§ Source extract

Even the best vacations take work in order to set them up properly. (Type A, anyone?) We have to have our affairs in order before we step out of the classroom, office, or home. We need to have some idea of an itinerary (no, as much as I dabble in it, I will never be truly a spontaneous person). We have to negotiate travel. Work. But fun, too. Work and fun often go hand-in-hand in my book.
As for when I die, I think what I will wish for more of is more exotic and remote travel and adventure, to have seen even more of the world than I have.
Sarah u write n I celebrate. Thx for your thoughtful comment, self disclosure n insight. Your words flow so yummy
Looks like you have taken vacation from being a doctor for today you were a writer. Seems to me you have some certifiable “out of field” talent here.
Me thinks u flatter well. Hug
Welcome back! Cheers!
Are we talking vacation or retirement here? Vacation, for me and my family, meant getting away from our “normal” lives and enjoying each other and nature. We camped a lot! And, yes, as a teacher, cleaning up the playroom and re-arranging linen closets came in there, too. We loved vacations but we both looked forward to getting back to work, too.
Now that we’re retired, it’s another thing entirely. We both miss what we did when we were working but we both love the fact that we are not tied to the responsibility of every day on the job. We’ve made it work because we have taken what we did when we worked into our retirement and re-directed it toward what and who we deal with now. My husband takes his skills as a scientist and turns them toward model building and keeping up with constant repairs at our (or our children’s) houses. His patience and curiosity as a scientist make him perfect for doing things that others might throw up their hands and give up on. I take my teaching and art skills and put them toward volunteering with children and doing artwork on my own or with the children with whom I volunteer. And both of us take the inter-personal skills we learned through years of “working” and turn them toward those needed to keep ourselves involved in our retirement years. And, most important for us, being with nature, whether it be on our porch watching the birds or spending the day in the desert or traveling around the country drinking in the magnimity of God’s creation, is what fills our hearts, soars our spirits and completes what’s left of our lives.

§ Study material

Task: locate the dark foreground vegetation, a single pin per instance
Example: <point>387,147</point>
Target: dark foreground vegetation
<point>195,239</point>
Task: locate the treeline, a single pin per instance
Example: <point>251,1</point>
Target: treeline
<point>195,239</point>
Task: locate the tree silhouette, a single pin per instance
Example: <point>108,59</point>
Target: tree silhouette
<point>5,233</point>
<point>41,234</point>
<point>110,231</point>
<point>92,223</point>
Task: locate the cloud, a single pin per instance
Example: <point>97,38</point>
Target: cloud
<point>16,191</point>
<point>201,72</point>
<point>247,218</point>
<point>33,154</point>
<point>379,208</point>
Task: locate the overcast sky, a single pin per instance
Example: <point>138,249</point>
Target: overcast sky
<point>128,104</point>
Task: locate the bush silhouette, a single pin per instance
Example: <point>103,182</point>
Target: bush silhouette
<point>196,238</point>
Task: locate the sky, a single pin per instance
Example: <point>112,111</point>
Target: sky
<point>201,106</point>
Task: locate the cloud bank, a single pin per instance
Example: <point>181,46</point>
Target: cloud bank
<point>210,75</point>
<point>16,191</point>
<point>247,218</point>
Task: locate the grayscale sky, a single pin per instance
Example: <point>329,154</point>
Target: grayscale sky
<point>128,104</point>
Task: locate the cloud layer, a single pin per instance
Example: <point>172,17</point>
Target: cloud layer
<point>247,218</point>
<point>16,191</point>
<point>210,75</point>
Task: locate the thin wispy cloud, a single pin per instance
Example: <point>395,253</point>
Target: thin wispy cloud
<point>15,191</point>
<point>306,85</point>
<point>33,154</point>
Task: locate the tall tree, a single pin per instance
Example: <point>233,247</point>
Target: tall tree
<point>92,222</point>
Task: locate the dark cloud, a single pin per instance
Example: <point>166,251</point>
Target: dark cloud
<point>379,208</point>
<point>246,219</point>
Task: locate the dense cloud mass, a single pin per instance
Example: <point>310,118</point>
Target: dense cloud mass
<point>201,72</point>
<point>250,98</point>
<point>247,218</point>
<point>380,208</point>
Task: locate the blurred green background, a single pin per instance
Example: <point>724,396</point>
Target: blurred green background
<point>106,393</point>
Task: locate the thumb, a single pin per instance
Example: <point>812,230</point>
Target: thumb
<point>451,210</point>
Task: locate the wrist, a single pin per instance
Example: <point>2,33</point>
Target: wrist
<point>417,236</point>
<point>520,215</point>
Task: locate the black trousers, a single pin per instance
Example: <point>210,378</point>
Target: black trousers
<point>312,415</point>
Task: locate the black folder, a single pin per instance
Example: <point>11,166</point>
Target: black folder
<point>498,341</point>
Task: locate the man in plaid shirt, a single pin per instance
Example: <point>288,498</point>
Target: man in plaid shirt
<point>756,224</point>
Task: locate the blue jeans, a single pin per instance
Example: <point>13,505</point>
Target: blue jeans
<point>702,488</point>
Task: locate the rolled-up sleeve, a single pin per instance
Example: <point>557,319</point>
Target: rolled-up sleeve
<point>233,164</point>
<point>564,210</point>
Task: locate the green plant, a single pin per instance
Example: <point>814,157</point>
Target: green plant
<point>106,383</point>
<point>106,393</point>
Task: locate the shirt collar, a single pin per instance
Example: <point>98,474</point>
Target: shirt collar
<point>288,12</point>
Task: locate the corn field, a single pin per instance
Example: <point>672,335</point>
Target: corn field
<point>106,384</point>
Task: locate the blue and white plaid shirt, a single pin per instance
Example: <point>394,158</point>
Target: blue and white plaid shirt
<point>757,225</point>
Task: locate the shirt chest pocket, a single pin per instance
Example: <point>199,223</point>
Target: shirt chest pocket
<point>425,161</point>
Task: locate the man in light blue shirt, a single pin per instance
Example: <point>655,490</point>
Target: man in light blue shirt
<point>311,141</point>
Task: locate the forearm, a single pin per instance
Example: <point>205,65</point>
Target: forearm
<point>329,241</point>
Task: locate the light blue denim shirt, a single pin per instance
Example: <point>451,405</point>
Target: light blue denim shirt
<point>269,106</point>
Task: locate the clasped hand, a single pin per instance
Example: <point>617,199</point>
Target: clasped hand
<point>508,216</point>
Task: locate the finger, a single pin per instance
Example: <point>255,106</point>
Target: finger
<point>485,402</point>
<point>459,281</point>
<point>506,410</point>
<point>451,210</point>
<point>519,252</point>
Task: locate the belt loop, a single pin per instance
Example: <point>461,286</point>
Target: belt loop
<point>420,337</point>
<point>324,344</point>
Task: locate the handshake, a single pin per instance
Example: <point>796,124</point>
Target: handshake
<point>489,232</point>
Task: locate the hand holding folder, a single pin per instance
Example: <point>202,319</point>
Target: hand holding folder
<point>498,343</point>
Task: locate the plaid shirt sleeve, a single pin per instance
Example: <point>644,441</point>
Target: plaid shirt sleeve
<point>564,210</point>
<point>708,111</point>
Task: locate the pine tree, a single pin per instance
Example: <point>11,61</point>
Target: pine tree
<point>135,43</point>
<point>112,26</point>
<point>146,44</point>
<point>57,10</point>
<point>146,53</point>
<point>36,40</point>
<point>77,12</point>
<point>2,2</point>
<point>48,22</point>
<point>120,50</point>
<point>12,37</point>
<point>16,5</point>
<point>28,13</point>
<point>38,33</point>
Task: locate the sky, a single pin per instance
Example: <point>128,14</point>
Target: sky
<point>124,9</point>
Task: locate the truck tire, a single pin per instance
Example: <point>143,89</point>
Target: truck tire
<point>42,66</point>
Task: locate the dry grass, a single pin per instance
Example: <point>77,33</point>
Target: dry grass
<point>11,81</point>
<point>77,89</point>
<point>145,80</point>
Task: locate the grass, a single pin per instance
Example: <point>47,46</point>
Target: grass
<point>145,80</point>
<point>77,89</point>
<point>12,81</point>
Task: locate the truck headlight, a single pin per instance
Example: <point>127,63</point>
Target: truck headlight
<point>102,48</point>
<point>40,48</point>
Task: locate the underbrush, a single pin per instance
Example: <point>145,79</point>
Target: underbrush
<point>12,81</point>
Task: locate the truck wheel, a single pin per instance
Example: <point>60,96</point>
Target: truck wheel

§ Work instructions
1. From the comments on vacation, reproduce the part that opens with the words containing "As for when" and closes with "than I have.".
2. In one to three sentences, explain why the comments on vacation say the retired commenter's husband is well suited to tasks that others might give up on.

§ Answers provided
1.
As for when I die, I think what I will wish for more of is more exotic and remote travel and adventure, to have seen even more of the world than I have.

2. His patience and curiosity as a scientist make him perfect for jobs that others might throw up their hands over and abandon. He turns those skills toward model building and the constant repairs at his own and his children's houses.